[Written task]: Gather every line in the items below that contains the string "shrub" and copy each one.

[Data listing]:
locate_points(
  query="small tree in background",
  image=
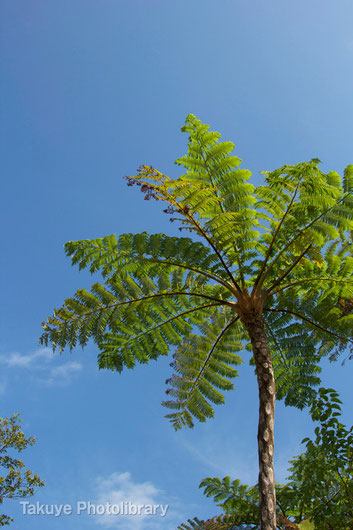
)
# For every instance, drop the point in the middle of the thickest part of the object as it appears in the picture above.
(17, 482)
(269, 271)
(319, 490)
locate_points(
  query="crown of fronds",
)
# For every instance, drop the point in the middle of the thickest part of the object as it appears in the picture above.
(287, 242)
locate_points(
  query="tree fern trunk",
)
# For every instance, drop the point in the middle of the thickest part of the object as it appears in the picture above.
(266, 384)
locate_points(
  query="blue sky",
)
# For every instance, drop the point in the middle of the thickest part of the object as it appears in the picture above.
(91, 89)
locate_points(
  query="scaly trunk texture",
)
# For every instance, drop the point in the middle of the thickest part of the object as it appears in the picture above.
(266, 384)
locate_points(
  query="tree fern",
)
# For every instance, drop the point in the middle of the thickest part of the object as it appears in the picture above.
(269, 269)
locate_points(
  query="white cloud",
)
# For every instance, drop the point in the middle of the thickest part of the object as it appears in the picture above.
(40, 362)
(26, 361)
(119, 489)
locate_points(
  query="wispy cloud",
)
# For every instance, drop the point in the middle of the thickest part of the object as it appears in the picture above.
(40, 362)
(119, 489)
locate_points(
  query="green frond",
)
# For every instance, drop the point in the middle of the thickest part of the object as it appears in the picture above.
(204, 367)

==

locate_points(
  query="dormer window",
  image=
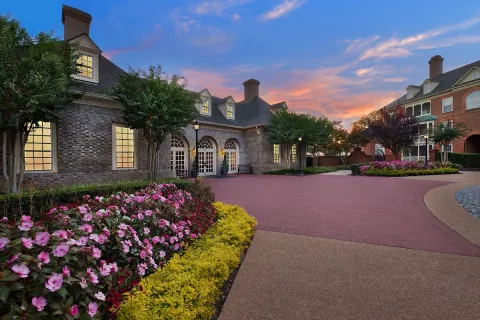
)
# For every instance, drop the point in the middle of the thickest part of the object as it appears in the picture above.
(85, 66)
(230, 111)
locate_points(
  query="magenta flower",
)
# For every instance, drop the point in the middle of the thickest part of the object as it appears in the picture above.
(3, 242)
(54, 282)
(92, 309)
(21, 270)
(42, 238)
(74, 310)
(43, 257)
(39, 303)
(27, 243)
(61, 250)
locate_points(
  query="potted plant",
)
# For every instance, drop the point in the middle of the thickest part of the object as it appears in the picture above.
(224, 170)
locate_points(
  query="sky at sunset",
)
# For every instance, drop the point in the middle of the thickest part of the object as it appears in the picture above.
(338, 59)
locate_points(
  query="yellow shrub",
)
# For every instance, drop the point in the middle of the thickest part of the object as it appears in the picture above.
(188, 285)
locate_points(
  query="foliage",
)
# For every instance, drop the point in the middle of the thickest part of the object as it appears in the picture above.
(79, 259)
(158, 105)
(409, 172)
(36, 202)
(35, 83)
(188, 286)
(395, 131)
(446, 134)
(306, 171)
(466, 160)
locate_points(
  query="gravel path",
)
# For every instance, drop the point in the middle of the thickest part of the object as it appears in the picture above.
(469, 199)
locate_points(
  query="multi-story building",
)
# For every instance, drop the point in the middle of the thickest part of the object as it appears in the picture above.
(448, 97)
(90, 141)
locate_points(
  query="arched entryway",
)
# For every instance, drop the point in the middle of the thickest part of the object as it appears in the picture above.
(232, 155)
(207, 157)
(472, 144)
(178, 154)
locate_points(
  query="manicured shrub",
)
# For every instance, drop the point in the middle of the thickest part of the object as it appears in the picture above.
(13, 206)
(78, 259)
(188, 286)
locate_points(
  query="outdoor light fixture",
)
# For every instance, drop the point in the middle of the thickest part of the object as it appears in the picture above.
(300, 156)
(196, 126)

[Output for this exercise]:
  query="yellow shrub",
  query="manicured shrub",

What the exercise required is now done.